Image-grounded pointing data

BEGIN

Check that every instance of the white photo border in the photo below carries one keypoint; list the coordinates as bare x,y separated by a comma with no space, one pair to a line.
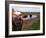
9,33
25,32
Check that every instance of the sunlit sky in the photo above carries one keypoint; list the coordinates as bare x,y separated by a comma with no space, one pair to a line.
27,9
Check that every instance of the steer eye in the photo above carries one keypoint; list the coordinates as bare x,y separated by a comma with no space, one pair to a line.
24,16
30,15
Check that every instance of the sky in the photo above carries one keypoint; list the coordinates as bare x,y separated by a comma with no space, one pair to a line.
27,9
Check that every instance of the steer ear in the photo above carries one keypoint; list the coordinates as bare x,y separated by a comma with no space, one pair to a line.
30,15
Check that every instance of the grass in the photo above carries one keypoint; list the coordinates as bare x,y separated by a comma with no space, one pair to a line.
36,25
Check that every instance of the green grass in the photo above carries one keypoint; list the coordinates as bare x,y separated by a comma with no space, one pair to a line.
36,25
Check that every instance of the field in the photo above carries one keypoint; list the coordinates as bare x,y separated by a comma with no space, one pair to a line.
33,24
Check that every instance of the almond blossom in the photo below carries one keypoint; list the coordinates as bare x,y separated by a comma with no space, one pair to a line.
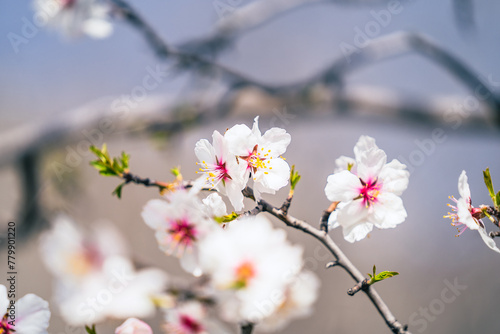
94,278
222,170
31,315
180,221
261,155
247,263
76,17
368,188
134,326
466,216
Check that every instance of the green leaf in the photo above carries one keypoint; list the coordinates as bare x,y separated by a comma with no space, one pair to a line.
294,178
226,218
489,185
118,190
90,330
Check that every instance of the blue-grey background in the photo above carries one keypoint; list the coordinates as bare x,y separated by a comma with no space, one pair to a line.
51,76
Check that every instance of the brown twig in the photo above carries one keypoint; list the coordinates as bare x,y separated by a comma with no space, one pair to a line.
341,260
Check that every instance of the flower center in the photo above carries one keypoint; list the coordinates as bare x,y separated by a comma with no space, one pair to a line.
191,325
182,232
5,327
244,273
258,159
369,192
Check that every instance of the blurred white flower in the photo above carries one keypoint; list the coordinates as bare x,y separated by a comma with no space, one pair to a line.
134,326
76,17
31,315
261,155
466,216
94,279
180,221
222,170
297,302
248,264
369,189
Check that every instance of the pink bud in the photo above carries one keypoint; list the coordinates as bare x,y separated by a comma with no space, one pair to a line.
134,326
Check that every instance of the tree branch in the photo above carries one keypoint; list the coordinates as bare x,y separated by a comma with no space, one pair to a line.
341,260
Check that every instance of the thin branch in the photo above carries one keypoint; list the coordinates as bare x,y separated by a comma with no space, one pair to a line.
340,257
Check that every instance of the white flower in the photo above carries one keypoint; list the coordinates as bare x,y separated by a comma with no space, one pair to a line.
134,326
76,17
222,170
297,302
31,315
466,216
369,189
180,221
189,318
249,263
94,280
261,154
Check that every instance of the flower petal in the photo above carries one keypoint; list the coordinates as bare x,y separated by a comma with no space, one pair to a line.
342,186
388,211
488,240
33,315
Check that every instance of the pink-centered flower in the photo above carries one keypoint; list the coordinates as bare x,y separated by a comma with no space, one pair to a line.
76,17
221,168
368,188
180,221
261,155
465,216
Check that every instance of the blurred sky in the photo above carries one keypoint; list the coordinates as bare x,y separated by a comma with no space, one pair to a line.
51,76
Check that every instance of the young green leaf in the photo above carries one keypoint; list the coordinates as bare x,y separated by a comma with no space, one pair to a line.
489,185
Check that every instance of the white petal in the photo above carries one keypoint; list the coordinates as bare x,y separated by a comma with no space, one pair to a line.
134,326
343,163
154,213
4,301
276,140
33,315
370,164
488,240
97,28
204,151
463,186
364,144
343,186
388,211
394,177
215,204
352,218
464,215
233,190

END

Directions → Without the pictures, return the entries exactly as they appear.

Result of this task →
Check that every instance of the white photo border in the photo below carries one keypoint; list the coordinates as bare x,y separated by a comma with no space, one pair to a line.
9,33
25,32
Check that every instance of the sunlit sky in the photo above carries one keypoint; list the coordinates as bare x,y separated by a comma with no space, one pair to a line.
27,9
Check that every instance of the steer eye in the photo above carries one keypoint; list the coordinates as bare x,y separated by a comma with no space, one pair to a line.
24,16
30,15
Check that every instance of the sky in the photo above carries one keypoint; list the coordinates as bare x,y separated by a comma with no space, one pair to a line.
27,9
Check that every instance of the steer ear in the photo above carries one keypoint; list the coordinates as bare x,y separated by a comma with no space, one pair to a line.
30,15
Check that every instance of the grass in the photo above carries one keypoint; list the coordinates as bare x,y separated by a comma with no space, one pair to a line.
36,25
Check that every instance of the green grass in the photo above carries one keypoint; list the coordinates as bare x,y separated by a comma with no space, one pair to a line.
36,25
Check that every instance of the field in the photo above carries one keypoint; list the coordinates as bare x,y separated by a comma with no space, one pair to a line.
33,24
Check that every instance of the almond blossom in the photo below carries one keypoint; list the coordinates as bare x,y separated by a comma with no space, one pair to a line.
94,278
222,170
31,315
180,221
261,155
247,263
76,17
368,188
134,326
466,216
Check that every instance of the green leaf in the photo above carries one keypoint; list the coordinates as bare x,y separated by a comma with no space, one pair to a line.
294,178
226,218
489,185
118,190
90,330
Check that every instance of the blue-grey background in the photo above carries one keypoint; list the coordinates as bare x,y separated by a comma with no space, one pair to a line.
51,76
Check that every instance of the brown twig in the photo above carries one keypoint; list the coordinates as bare x,y separated by a comma with no space, one pair to a line.
341,260
Check that every instance of the flower center in the photo above carries one keypoint; list the coordinates as bare x,y separated by a comma with no space, one pair to a line.
191,325
182,232
5,327
244,273
258,159
369,192
Check that every instance of the blurred white flower in the photo above carries one keypoint; list the coordinates as bare x,y separated by a comma with no space, one pair to a line.
134,326
76,17
31,315
261,155
466,216
94,279
180,221
222,170
297,302
248,264
369,189
Check that every instance of the pink bud in the photo above carries one keypoint; list the coordinates as bare x,y separated by a comma with no space, one pair to a line.
134,326
Check that every instance of the tree branch in the photo above carries one keypoint; list the coordinates as bare x,y separated by a comma with no space, one pair to a line.
341,260
Check that every instance of the thin branch in the photo above carries one keypoint; list the coordinates as bare x,y separated by a comma with no space, one pair to a line.
340,257
Check that every instance of the white flower in the photo above carries one keypoint; list the coordinates as bare x,y separated by a comma with no space, one pair to a line.
134,326
76,17
222,170
297,302
31,315
466,216
369,189
180,221
189,318
249,263
94,280
261,154
Check that every instance of the flower petal in the photo above carries one keypoint; list the coordinates as bare x,y separated by a comma with no space, one pair to a line.
342,186
388,211
488,240
33,315
Check that every instance of the pink-centered flower in the photo above carries one keypoint; list the coordinates as bare x,y separated by a comma with no space, one pair to a line.
76,17
221,168
368,188
180,221
261,155
465,216
Check that every instance of the blurred sky in the photo above carries one keypoint; list the coordinates as bare x,y separated by a comma with no space, one pair to a line.
51,76
Check that every instance of the young green leaf in the photo above carries one keypoint; list the coordinates as bare x,y separated by a comma with no space, one pair to a line.
489,185
Check that every instance of the white petal in the photo above carries one keypoint; list the coordinates as bare x,y separated by a comma with no space, one pair to a line.
134,326
343,163
154,213
4,301
276,140
33,315
370,164
488,240
97,28
204,151
463,186
364,144
343,186
388,211
394,177
215,204
352,218
464,215
233,190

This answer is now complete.